Repeat word for word the line with "negative clicks: (9, 99) (7, 75)" and every line after it until the records below run out.

(Saved data entries)
((
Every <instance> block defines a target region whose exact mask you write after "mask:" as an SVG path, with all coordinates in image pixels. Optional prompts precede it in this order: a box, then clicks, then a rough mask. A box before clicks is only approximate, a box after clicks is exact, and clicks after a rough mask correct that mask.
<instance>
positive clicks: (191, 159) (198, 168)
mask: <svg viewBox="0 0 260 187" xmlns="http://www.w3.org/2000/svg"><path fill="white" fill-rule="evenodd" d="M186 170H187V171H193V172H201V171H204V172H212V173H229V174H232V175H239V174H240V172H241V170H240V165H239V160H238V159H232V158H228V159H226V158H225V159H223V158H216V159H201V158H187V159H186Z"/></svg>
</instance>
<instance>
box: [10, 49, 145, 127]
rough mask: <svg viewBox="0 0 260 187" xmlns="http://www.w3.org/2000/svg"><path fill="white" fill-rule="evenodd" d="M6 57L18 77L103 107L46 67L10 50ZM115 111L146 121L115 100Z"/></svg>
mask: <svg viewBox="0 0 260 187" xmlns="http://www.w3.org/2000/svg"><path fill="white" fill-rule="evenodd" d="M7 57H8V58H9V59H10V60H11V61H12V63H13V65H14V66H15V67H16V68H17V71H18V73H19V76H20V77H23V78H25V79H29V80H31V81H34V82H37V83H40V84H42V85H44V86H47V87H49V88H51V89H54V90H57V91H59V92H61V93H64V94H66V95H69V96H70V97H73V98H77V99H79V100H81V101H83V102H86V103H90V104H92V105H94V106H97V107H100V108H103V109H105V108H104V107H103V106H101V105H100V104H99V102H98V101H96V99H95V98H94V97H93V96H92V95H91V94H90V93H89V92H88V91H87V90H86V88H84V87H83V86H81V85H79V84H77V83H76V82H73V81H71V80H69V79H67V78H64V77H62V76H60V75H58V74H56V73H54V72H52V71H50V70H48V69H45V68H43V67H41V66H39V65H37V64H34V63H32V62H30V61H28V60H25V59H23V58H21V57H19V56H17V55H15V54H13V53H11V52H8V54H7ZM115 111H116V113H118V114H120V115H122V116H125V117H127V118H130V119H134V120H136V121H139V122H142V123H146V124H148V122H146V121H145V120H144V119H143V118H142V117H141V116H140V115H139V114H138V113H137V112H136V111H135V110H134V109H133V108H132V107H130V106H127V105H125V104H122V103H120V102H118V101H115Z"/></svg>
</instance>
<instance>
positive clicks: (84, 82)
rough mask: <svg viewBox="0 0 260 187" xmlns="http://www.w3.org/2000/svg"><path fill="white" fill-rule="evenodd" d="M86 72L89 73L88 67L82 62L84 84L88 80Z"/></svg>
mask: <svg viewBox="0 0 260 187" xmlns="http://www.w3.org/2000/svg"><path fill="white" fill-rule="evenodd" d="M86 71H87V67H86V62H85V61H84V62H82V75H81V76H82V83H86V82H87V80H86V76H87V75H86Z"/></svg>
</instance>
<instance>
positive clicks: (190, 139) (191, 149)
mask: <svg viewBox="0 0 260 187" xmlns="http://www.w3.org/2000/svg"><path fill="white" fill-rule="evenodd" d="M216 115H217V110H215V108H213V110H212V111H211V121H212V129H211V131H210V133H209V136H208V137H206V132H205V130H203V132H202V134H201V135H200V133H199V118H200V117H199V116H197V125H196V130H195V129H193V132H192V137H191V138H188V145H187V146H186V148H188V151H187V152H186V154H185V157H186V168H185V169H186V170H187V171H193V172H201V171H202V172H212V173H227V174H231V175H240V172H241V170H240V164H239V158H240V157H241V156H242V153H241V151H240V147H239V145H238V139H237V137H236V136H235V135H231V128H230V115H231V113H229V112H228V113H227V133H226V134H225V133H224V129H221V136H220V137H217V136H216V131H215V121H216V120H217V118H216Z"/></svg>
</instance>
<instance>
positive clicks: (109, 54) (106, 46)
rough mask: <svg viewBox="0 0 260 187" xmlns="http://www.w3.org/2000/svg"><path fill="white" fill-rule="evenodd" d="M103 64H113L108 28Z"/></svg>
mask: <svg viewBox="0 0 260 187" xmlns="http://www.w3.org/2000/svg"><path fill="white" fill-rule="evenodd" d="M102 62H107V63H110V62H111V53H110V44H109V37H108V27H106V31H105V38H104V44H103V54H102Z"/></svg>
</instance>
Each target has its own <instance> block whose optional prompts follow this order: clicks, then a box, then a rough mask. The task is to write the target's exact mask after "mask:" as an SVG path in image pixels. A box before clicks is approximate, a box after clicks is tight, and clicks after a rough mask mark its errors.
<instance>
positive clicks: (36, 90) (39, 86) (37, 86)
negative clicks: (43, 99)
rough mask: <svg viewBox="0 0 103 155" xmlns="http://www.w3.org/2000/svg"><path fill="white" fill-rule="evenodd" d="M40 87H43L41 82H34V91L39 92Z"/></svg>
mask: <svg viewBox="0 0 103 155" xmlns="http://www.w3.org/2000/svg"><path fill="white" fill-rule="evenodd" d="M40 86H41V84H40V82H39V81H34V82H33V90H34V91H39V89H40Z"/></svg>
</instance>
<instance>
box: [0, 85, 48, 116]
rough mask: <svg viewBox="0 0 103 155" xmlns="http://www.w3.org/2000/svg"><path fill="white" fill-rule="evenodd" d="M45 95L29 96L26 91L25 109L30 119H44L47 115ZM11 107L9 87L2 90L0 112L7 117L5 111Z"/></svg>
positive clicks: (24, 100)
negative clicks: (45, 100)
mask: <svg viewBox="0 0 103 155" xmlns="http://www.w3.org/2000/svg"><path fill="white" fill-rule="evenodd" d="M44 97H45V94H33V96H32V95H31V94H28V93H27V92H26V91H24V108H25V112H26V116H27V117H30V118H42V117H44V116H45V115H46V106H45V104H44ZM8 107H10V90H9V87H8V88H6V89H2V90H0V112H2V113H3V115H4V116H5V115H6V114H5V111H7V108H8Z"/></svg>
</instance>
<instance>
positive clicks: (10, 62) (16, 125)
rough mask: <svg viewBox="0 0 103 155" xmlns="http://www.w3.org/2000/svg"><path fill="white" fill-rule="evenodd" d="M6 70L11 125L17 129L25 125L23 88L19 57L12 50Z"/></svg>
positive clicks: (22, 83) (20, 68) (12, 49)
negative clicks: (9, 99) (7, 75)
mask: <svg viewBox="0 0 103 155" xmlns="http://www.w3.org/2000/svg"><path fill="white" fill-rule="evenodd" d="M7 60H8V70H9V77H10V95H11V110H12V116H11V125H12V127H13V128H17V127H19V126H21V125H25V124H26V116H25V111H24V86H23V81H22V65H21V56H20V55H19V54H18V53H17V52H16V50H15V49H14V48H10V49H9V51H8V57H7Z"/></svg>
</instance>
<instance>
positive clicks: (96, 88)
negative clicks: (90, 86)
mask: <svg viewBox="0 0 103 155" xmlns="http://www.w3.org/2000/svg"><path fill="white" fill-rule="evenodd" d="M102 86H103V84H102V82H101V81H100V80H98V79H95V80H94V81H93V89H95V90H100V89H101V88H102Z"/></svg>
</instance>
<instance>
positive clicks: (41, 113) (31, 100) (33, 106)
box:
))
Task solution:
negative clicks: (9, 99) (7, 75)
mask: <svg viewBox="0 0 103 155" xmlns="http://www.w3.org/2000/svg"><path fill="white" fill-rule="evenodd" d="M7 60H8V70H9V77H10V95H11V110H12V116H11V125H12V127H13V128H17V127H19V126H21V125H25V124H26V116H25V111H24V86H23V81H22V65H21V56H20V55H19V54H18V53H17V52H16V50H15V49H14V48H10V49H9V51H8V57H7Z"/></svg>
</instance>
<instance>
positive clicks: (96, 88)
negative clicks: (90, 86)
mask: <svg viewBox="0 0 103 155" xmlns="http://www.w3.org/2000/svg"><path fill="white" fill-rule="evenodd" d="M102 86H103V84H102V82H101V81H100V80H98V79H95V80H94V81H93V89H95V90H100V89H101V88H102Z"/></svg>
</instance>
<instance>
positive clicks: (41, 113) (31, 100) (33, 106)
box:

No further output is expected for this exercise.